─── MATERIAL TO PROCESS

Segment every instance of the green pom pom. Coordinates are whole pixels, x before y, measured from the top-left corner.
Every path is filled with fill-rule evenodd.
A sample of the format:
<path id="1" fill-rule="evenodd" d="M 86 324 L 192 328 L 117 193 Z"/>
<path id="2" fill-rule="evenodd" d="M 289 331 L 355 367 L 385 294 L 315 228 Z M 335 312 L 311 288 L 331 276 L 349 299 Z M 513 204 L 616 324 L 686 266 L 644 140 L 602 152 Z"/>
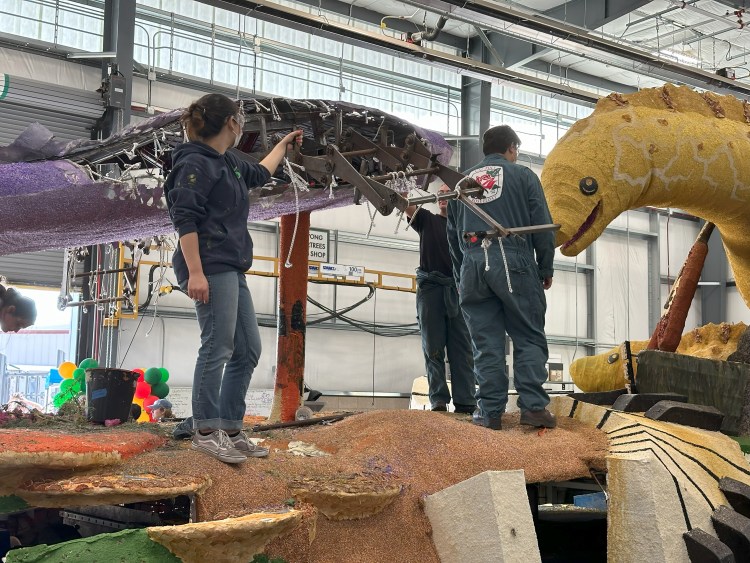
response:
<path id="1" fill-rule="evenodd" d="M 169 395 L 169 385 L 164 382 L 157 383 L 156 385 L 153 385 L 151 387 L 151 394 L 156 395 L 160 399 L 163 399 L 164 397 Z"/>
<path id="2" fill-rule="evenodd" d="M 146 383 L 149 385 L 156 385 L 161 382 L 161 372 L 159 371 L 159 368 L 148 368 L 143 379 L 145 379 Z"/>
<path id="3" fill-rule="evenodd" d="M 59 409 L 68 401 L 68 399 L 70 399 L 68 393 L 58 393 L 55 395 L 55 398 L 52 399 L 52 404 L 55 405 L 55 408 Z"/>
<path id="4" fill-rule="evenodd" d="M 99 362 L 97 362 L 94 358 L 86 358 L 78 365 L 78 367 L 83 369 L 98 368 Z"/>

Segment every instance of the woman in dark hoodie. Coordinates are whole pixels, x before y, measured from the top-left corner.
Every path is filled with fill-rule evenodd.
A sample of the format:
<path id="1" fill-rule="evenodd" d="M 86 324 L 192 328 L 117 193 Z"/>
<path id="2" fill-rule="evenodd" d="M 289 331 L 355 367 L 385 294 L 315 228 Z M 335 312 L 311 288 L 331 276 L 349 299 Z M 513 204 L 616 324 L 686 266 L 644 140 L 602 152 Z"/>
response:
<path id="1" fill-rule="evenodd" d="M 172 153 L 165 191 L 180 242 L 172 264 L 177 281 L 195 302 L 201 345 L 193 379 L 192 448 L 226 463 L 264 457 L 242 431 L 245 395 L 260 358 L 261 342 L 245 271 L 253 260 L 247 230 L 248 190 L 264 185 L 290 144 L 293 131 L 259 164 L 229 151 L 242 136 L 241 108 L 208 94 L 182 116 L 189 143 Z"/>

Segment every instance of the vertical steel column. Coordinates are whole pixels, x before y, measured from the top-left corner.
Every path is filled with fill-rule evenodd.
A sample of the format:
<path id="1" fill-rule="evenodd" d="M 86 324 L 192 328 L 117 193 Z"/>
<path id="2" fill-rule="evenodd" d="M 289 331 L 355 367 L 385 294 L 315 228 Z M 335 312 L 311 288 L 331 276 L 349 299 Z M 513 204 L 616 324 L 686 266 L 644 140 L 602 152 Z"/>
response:
<path id="1" fill-rule="evenodd" d="M 476 37 L 469 41 L 468 55 L 482 62 L 491 62 L 488 60 L 487 48 Z M 460 141 L 461 170 L 474 166 L 484 158 L 481 139 L 490 126 L 491 99 L 491 83 L 469 76 L 461 77 L 461 137 L 476 137 L 476 140 Z"/>
<path id="2" fill-rule="evenodd" d="M 281 217 L 276 384 L 269 417 L 273 422 L 294 420 L 302 402 L 310 213 L 299 214 L 296 228 L 295 220 L 294 215 Z M 282 261 L 289 256 L 290 248 L 292 266 L 287 268 Z"/>
<path id="3" fill-rule="evenodd" d="M 125 96 L 122 107 L 107 107 L 104 115 L 98 122 L 98 133 L 102 138 L 109 137 L 130 123 L 130 106 L 133 95 L 133 45 L 135 43 L 135 0 L 108 0 L 104 4 L 104 37 L 102 47 L 104 51 L 117 53 L 114 61 L 102 62 L 102 80 L 110 76 L 111 64 L 116 64 L 117 73 L 125 81 Z M 99 268 L 101 264 L 93 257 L 98 254 L 97 247 L 89 247 L 89 257 L 86 259 L 85 267 Z M 102 256 L 106 256 L 106 246 L 101 247 Z M 90 292 L 87 279 L 84 278 L 84 298 Z M 77 347 L 77 358 L 73 361 L 80 362 L 84 358 L 97 357 L 104 359 L 102 343 L 111 341 L 111 347 L 107 348 L 108 355 L 117 358 L 118 327 L 101 327 L 103 337 L 99 338 L 100 347 L 94 349 L 94 334 L 96 326 L 96 306 L 90 307 L 87 313 L 81 311 L 81 322 L 79 325 L 79 341 Z M 104 365 L 104 362 L 100 362 Z M 112 366 L 108 366 L 112 367 Z"/>
<path id="4" fill-rule="evenodd" d="M 656 237 L 648 239 L 648 330 L 653 334 L 661 318 L 661 234 L 659 213 L 648 211 L 649 231 Z"/>
<path id="5" fill-rule="evenodd" d="M 720 233 L 708 239 L 708 256 L 703 265 L 701 290 L 701 324 L 721 323 L 727 320 L 727 253 Z"/>

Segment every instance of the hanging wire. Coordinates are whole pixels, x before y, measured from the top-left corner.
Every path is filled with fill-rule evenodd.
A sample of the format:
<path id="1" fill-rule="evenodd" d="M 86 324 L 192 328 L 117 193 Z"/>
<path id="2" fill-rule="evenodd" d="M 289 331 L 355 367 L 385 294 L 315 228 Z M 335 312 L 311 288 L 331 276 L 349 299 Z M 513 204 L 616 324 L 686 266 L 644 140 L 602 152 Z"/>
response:
<path id="1" fill-rule="evenodd" d="M 625 337 L 627 340 L 630 339 L 630 211 L 625 212 L 625 232 L 627 234 L 627 256 L 625 262 L 625 284 L 627 287 L 627 316 L 625 317 Z"/>
<path id="2" fill-rule="evenodd" d="M 375 315 L 378 310 L 378 292 L 372 301 L 372 406 L 375 406 Z"/>

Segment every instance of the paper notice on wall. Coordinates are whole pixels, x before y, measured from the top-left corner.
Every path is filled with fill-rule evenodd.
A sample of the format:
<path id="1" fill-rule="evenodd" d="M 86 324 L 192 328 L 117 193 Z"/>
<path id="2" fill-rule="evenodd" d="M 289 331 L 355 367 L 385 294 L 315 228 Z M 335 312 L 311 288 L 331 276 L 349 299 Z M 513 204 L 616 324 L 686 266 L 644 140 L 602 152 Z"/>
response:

──────

*PROBLEM REQUIREMENTS:* Give the data above as a numbered list with the blank lines removed, and leave out the pictures.

*COMPLETE ANSWER:*
1. Segment every instance of the green pom pom. Coordinates are whole pixels, x before y, measured from the top-left corner.
2. Every path is filled with fill-rule evenodd.
3. A sample of the format:
4. <path id="1" fill-rule="evenodd" d="M 86 324 L 192 328 L 117 193 Z"/>
5. <path id="2" fill-rule="evenodd" d="M 289 331 L 355 367 L 385 294 L 315 228 Z M 335 312 L 311 288 L 331 276 L 349 299 Z M 513 204 L 616 324 L 686 266 L 644 140 L 602 152 Z"/>
6. response:
7. <path id="1" fill-rule="evenodd" d="M 169 395 L 169 385 L 164 382 L 157 383 L 156 385 L 153 385 L 151 387 L 151 394 L 156 395 L 160 399 L 163 399 L 164 397 Z"/>
8. <path id="2" fill-rule="evenodd" d="M 146 383 L 149 385 L 156 385 L 161 382 L 161 372 L 159 371 L 159 368 L 148 368 L 143 379 L 145 379 Z"/>
9. <path id="3" fill-rule="evenodd" d="M 59 409 L 68 401 L 68 399 L 70 399 L 68 393 L 58 393 L 55 395 L 55 398 L 52 399 L 52 404 L 55 405 L 55 408 Z"/>
10. <path id="4" fill-rule="evenodd" d="M 99 362 L 97 362 L 94 358 L 86 358 L 78 365 L 78 367 L 83 369 L 98 368 Z"/>
11. Segment every instance of the woman in dark hoodie. Coordinates are whole pixels, x before y, measured from the top-left corner.
12. Every path is filled with fill-rule evenodd.
13. A sample of the format:
14. <path id="1" fill-rule="evenodd" d="M 86 324 L 192 328 L 117 193 Z"/>
15. <path id="2" fill-rule="evenodd" d="M 289 331 L 355 367 L 385 294 L 315 228 Z M 335 312 L 311 288 L 331 276 L 349 299 Z M 513 204 L 616 324 L 686 266 L 644 140 L 602 152 Z"/>
16. response:
17. <path id="1" fill-rule="evenodd" d="M 172 153 L 165 191 L 180 242 L 172 264 L 177 281 L 195 302 L 201 345 L 193 379 L 192 448 L 226 463 L 264 457 L 242 431 L 245 395 L 260 358 L 261 342 L 245 271 L 253 260 L 247 230 L 248 190 L 264 185 L 290 144 L 293 131 L 259 164 L 229 151 L 242 136 L 241 108 L 208 94 L 182 116 L 189 143 Z"/>
18. Segment every instance of the vertical steel column. Coordinates are whole pixels, x before y, measured from the top-left corner.
19. Every path is filled with fill-rule evenodd.
20. A sample of the format:
21. <path id="1" fill-rule="evenodd" d="M 86 324 L 192 328 L 117 193 Z"/>
22. <path id="2" fill-rule="evenodd" d="M 289 331 L 355 367 L 385 294 L 315 228 Z M 335 312 L 311 288 L 331 276 L 349 299 Z M 513 204 L 616 324 L 686 266 L 644 140 L 602 152 Z"/>
23. response:
24. <path id="1" fill-rule="evenodd" d="M 476 37 L 469 41 L 468 55 L 482 62 L 491 62 L 488 60 L 487 48 Z M 460 141 L 461 170 L 474 166 L 484 158 L 481 139 L 490 126 L 491 99 L 491 83 L 469 76 L 461 77 L 461 137 L 476 137 L 476 140 Z"/>
25. <path id="2" fill-rule="evenodd" d="M 281 217 L 276 384 L 269 417 L 273 422 L 294 420 L 302 402 L 310 213 L 299 214 L 296 228 L 295 220 L 294 215 Z M 282 261 L 289 256 L 290 248 L 292 266 L 287 268 Z"/>
26. <path id="3" fill-rule="evenodd" d="M 125 96 L 122 107 L 107 107 L 104 115 L 98 122 L 98 133 L 102 138 L 109 137 L 130 123 L 130 106 L 133 95 L 133 45 L 135 43 L 135 0 L 108 0 L 104 4 L 104 37 L 102 47 L 104 51 L 117 53 L 114 61 L 102 62 L 102 80 L 110 76 L 111 64 L 116 64 L 117 73 L 125 81 Z M 99 268 L 101 264 L 93 257 L 98 254 L 97 247 L 89 247 L 89 257 L 86 259 L 85 267 Z M 102 256 L 106 256 L 106 246 L 101 247 Z M 90 292 L 87 279 L 84 278 L 84 298 Z M 77 347 L 77 358 L 73 361 L 80 362 L 84 358 L 97 357 L 104 359 L 102 343 L 111 341 L 111 347 L 107 348 L 108 355 L 117 358 L 118 327 L 101 327 L 103 337 L 99 338 L 100 347 L 94 349 L 94 334 L 96 326 L 96 306 L 90 307 L 87 313 L 81 311 L 81 322 L 79 325 L 79 341 Z M 104 365 L 104 362 L 100 362 Z M 112 366 L 108 366 L 112 367 Z"/>
27. <path id="4" fill-rule="evenodd" d="M 656 237 L 648 239 L 648 330 L 653 334 L 661 318 L 661 234 L 659 213 L 648 211 L 649 231 Z"/>
28. <path id="5" fill-rule="evenodd" d="M 720 233 L 708 239 L 708 256 L 703 265 L 701 290 L 701 324 L 721 323 L 727 320 L 727 253 Z"/>
29. Segment every instance of the hanging wire. Coordinates are whole pixels, x before y, measured from the top-left corner.
30. Every path is filled with fill-rule evenodd.
31. A sample of the format:
32. <path id="1" fill-rule="evenodd" d="M 86 324 L 192 328 L 117 193 Z"/>
33. <path id="2" fill-rule="evenodd" d="M 289 331 L 355 367 L 385 294 L 315 228 Z M 335 312 L 311 288 L 331 276 L 349 299 Z M 513 204 L 616 324 L 686 266 L 644 140 L 602 152 Z"/>
34. response:
35. <path id="1" fill-rule="evenodd" d="M 625 337 L 627 340 L 630 339 L 630 211 L 625 212 L 625 232 L 627 234 L 627 256 L 625 262 L 625 284 L 627 287 L 627 316 L 625 317 Z"/>
36. <path id="2" fill-rule="evenodd" d="M 375 315 L 378 310 L 378 292 L 372 301 L 372 406 L 375 406 Z"/>
37. Segment every instance of the paper notice on wall. Coordinates are whole pixels, x before y, measured from the top-left corner.
38. Every path is filled with fill-rule evenodd.
39. A sample of the format:
40. <path id="1" fill-rule="evenodd" d="M 86 324 L 192 328 L 117 193 Z"/>
41. <path id="2" fill-rule="evenodd" d="M 289 331 L 355 367 L 385 294 L 315 228 Z M 335 312 L 311 288 L 331 276 L 349 299 Z M 513 204 L 616 324 L 686 266 L 644 140 L 602 152 Z"/>
42. response:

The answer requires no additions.